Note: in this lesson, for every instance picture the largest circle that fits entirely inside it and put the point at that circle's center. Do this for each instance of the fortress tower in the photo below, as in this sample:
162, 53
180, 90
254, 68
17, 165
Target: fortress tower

WHAT THE TASK ASKS:
Type out the material again exactly as presented.

COMPLETE RESPONSE:
Note: in this lesson, for every instance picture the largest circle that fits entirely inside it and put the point at that circle's center. Do this for each instance of the fortress tower in the photo below, as in this sample:
162, 53
180, 90
254, 68
17, 165
Target: fortress tower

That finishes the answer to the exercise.